Which lines of the listing below contain the string "shorts", with case counting? Report each of those lines in full.

+++ Supplied data

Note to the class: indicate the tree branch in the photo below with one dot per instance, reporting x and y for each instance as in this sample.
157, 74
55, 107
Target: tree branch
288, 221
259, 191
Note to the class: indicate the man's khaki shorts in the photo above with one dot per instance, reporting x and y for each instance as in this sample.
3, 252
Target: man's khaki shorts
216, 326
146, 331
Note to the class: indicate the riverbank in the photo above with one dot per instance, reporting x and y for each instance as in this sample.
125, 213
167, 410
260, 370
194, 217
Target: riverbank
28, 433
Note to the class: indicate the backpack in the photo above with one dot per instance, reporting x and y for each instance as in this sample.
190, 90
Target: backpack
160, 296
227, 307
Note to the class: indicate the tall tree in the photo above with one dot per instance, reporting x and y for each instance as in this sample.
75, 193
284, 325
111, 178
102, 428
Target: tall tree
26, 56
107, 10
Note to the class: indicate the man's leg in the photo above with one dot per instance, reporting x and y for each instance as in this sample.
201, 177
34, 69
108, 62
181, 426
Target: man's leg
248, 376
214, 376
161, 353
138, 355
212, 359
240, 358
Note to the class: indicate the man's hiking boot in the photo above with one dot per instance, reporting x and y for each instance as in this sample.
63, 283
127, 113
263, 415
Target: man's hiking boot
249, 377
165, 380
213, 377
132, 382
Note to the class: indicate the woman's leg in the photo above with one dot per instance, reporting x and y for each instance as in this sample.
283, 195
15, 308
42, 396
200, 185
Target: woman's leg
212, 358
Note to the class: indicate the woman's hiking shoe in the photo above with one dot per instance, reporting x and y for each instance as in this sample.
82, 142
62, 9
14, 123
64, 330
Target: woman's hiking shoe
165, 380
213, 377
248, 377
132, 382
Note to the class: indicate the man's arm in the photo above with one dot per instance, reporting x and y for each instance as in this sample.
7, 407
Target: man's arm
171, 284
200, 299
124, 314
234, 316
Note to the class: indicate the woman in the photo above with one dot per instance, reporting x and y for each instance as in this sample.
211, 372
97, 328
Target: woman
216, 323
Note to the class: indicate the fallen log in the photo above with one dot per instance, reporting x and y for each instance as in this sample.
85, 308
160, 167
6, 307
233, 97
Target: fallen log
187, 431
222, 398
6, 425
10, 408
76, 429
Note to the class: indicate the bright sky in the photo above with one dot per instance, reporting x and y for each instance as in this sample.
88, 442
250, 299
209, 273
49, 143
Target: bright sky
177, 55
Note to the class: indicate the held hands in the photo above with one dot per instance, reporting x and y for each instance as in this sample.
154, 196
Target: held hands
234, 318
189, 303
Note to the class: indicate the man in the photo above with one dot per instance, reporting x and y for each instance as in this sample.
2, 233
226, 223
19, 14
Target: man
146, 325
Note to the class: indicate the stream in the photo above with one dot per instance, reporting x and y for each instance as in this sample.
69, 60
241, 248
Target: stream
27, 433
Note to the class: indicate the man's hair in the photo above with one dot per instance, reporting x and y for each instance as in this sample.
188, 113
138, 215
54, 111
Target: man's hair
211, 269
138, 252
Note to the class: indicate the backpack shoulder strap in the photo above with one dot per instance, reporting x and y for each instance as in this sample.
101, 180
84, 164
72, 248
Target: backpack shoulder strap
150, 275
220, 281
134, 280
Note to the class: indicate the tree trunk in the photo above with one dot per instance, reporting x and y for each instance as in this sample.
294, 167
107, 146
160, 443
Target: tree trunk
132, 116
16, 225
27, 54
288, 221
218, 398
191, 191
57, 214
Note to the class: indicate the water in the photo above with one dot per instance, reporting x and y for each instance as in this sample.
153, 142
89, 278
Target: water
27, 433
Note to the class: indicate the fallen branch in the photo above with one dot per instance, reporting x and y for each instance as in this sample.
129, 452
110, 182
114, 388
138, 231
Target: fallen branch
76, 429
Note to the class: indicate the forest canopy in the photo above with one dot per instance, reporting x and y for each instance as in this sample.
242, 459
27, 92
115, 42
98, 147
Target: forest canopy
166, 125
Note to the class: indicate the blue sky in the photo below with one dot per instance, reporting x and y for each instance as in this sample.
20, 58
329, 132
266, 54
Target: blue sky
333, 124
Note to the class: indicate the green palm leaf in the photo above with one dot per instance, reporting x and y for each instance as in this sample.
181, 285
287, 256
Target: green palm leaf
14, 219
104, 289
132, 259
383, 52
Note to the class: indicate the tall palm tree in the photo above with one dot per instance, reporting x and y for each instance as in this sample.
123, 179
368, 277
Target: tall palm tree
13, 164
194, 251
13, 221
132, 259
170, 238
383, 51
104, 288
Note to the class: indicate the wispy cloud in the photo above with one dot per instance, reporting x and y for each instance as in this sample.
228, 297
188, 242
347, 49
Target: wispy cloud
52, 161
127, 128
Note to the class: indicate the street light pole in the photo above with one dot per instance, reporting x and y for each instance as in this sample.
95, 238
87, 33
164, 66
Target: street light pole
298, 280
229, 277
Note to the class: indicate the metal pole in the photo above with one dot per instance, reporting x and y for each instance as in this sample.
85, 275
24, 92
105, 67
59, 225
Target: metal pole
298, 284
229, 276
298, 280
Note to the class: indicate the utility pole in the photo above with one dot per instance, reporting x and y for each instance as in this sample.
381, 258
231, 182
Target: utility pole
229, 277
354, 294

++++++
+++ Supplied data

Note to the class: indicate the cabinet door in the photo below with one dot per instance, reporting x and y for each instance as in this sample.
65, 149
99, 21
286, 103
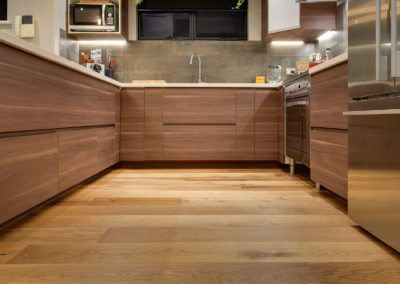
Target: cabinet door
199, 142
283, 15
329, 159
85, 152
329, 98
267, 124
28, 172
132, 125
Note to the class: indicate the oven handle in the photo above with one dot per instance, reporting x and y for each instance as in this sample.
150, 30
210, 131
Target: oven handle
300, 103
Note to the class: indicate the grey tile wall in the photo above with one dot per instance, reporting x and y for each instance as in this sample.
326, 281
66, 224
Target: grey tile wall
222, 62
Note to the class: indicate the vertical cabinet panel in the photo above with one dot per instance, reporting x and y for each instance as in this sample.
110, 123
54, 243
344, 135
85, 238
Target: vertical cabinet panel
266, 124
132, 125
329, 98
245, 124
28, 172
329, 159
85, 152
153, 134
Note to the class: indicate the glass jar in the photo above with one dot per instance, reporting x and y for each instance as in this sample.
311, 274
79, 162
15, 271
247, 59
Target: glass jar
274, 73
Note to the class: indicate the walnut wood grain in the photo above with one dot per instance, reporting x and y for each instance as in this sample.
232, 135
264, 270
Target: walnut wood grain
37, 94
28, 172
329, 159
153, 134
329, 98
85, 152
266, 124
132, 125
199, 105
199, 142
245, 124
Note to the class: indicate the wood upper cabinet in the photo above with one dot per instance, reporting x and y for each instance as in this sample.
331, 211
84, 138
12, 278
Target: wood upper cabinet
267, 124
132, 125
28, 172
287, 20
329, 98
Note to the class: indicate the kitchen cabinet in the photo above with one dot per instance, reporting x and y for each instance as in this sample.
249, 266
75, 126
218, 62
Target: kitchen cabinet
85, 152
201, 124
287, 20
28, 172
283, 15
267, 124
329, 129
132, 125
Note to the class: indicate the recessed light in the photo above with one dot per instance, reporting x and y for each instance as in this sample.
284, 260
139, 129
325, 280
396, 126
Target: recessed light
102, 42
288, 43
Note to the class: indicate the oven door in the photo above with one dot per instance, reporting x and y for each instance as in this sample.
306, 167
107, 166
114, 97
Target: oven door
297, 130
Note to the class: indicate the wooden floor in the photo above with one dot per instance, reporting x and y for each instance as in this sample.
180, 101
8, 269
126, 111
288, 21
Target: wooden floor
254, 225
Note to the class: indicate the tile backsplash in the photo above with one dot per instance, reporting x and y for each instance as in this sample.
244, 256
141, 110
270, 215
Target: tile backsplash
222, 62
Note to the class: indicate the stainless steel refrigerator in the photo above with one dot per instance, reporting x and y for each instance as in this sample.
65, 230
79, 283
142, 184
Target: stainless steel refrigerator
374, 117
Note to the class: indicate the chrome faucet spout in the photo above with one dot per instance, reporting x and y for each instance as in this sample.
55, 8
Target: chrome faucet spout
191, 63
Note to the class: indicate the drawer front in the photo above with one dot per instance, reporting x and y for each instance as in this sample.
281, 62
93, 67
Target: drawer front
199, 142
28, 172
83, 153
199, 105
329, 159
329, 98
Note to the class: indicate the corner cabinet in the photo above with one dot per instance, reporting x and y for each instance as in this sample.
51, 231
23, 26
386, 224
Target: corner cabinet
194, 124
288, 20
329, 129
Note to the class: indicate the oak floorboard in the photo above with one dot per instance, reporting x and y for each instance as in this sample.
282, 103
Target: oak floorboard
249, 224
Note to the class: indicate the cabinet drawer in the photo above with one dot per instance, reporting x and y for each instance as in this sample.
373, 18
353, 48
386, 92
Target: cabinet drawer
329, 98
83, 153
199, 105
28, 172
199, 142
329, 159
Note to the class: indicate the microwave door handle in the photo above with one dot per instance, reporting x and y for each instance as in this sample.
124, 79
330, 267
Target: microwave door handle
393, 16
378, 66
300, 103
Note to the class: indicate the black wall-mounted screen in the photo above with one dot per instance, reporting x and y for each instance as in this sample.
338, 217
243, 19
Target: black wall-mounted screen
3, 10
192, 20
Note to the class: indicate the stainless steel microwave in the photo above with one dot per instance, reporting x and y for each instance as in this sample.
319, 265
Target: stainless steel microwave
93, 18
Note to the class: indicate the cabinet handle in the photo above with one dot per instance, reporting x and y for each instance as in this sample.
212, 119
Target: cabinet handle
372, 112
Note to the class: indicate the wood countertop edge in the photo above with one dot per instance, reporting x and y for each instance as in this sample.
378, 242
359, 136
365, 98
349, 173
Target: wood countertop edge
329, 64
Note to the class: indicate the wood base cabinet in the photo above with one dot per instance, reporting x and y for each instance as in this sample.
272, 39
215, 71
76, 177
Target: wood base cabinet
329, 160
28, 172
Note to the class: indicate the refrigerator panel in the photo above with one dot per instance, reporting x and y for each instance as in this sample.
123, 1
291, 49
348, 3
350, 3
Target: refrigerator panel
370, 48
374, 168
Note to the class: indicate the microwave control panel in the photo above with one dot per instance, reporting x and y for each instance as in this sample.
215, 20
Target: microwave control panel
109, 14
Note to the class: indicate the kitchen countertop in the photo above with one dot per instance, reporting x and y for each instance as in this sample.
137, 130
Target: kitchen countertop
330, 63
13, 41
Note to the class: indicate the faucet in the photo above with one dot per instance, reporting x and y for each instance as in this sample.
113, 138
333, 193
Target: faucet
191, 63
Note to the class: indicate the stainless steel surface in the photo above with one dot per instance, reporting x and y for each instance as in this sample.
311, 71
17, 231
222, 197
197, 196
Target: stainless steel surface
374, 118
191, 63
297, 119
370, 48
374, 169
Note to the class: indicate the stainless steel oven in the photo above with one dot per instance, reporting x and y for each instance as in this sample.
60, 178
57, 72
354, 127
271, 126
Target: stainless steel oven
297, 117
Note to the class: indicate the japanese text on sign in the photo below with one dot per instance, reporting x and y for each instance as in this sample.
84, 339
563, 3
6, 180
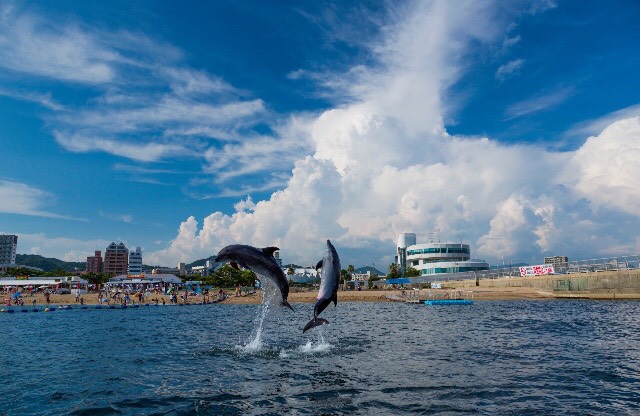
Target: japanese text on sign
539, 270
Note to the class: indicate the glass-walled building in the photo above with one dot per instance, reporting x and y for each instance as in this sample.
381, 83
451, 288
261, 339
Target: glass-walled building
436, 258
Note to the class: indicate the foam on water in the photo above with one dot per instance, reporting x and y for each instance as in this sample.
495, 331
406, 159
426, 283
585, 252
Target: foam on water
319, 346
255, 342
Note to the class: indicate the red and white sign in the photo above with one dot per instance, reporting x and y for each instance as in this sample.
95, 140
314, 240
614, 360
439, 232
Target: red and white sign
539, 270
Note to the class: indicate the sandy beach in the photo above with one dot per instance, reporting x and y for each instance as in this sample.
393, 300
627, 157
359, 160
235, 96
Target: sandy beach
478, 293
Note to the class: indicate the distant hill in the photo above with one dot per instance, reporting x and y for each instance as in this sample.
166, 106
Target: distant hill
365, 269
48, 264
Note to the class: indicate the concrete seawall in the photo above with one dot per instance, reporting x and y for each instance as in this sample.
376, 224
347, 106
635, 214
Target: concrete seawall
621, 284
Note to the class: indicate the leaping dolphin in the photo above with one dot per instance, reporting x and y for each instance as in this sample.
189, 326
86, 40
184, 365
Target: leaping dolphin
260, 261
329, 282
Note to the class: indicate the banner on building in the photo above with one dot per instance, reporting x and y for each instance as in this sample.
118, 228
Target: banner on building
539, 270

++++++

#### The result:
Note to the class: indicate the man's khaki shorts in the photo above with one dot per instance, reporting x and y for each instance as in this sample.
Target: man's khaki shorts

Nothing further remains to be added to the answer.